++++ Page
Uber vaut 40 milliards de dollars avec seulement 1 500 employés. Orange, pour une valorisation équivalente, en compte 100 000. Cette disparition saisissante entre création de valeur et emploi résume toute l’ambiguïté de l’économie du partage.
Selon un rapport du Sénat français, les prévisions pour 2025 annoncent 572 milliards d’euros de revenus pour l’économie collaborative en Europe. Derrière ces chiffres vertigineux se cache une question essentielle : ces plateformes incarnent-elles l’avènement d’une société plus solidaire et écologique, ou représentent-elles simplement la dernière mutation d’un capitalisme de plateforme particulièrement efficace ?
Cette interrogation mobilise aujourd’hui sociologues, économistes et citoyens. Car au-delà des discours marketing, ce sont nos rapports sociaux et notre conception du partage qui se transforment.
Table des matières
Le mythe du partage : quand la collaboration devient transaction
L’appropriation d’un vocabulaire émancipateur
L’économie collaborative devait révolutionner nos rapports sociaux. Les pionniers imaginaient une société où l’usage primerait sur la possession, où la convivialité l’emporterait sur la compétition, où nous mutualiserions nos ressources. Cette promesse visait explicitement à atténuer l’hyperconsommation tout en créant du lien communautaire.
Dans les faits, nous assistons aujourd’hui à ce que certains chercheurs nomment le « sharewashing » : l’appropriation du concept de partage sans qu’il y ait un quelconque échange authentique dans l’activité économique. L’exemple d’Airbnb illustre parfaitement ce glissement. 80 % des logements sur Airbnb sont loués par des propriétaires possédant plusieurs biens. Où se situe le partage dans cette équation ?
💡 DÉFINITION : Sharewashing
Stratégie marketing consistant à utiliser le vocabulaire du partage et de la collaboration pour des activités purement commerciales. Par analogie avec le greenwashing (écoblanchiment), ce terme dénonce l’instrumentalisation de l’idéal collaboratif à des fins lucratives.
Du Couchsurfing à Uber : chronique d’une récupération
Le vocabulaire pose problème. Continuer d’employer l’expression « économie du partage » revient à faire appel à l’émotion initiale suscitée par des initiatives authentiques comme Couchsurfing.org, où aucun échange monétaire n’intervenait. L’appropriation de termes comme « partage », « collaboration » ou « communauté » par des multinationales valorisées en milliards révèle une stratégie redoutablement efficace.
Cette récupération sémantique n’est pas anodine. Elle permet aux plateformes de bénéficier de la légitimité associée aux pratiques solidaires tout en développant des modèles économiques radicalement différents. Le sociologue Juliet Schor parle à ce propos d’un « capitalisme de réputation » qui transforme la confiance communautaire en ressource extractible.
++++++++
++++ Données fournies
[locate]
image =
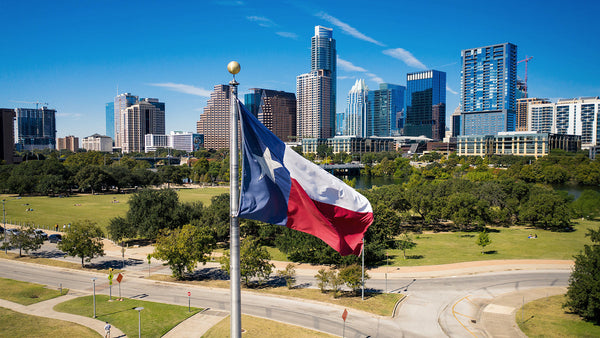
++++++++
### [Consignes écrites]
1. Répondez à ces questions à partir du texte sur l'économie collaborative :
(a) Combien d'employés Uber compte-t-il ?
(b) Quelle part des logements sur Airbnb est louée par des propriétaires possédant plusieurs biens ?
(c) Quel montant de revenus le rapport du Sénat français prévoit-il pour l'économie collaborative en Europe en 2025 ?
2. Reprenez le texte sur l'économie collaborative à la suite de sa dernière phrase et prolongez-le de quelques paragraphes.

### [Réponses aux consignes]
1.
(a) 1 500 employés.
(b) 80 %.
(c) 572 milliards d'euros.

2.
Les mécanismes du capitalisme de plateforme
L’exploitation masquée derrière l’autonomie
« Devenir son propre patron » : voilà le slogan séduisant des plateformes. Mais la réalité s’avère bien plus sombre. Aux États-Unis, les profits médians des chauffeurs Uber s’élèvent à 3,37 dollars de l’heure. Plus inquiétant encore : 74 % des chauffeurs gagnent moins que le salaire minimum en vigueur dans leur État, et 30 % perdent de l’argentune fois soustraites les dépenses d’entretien du véhicule.
Ces chiffres illustrent un phénomène global : l’externalisation systématique des coûts et des risques vers les travailleurs. Le chauffeur Uber finance son véhicule, son assurance, son carburant et sa protection sociale. Le loueur Airbnb nettoie, entretient et sécurise son logement. Pendant ce temps, les plateformes captent 15 à 20 % de chaque transaction sans assumer aucun des risques traditionnels de l’entrepreneuriat.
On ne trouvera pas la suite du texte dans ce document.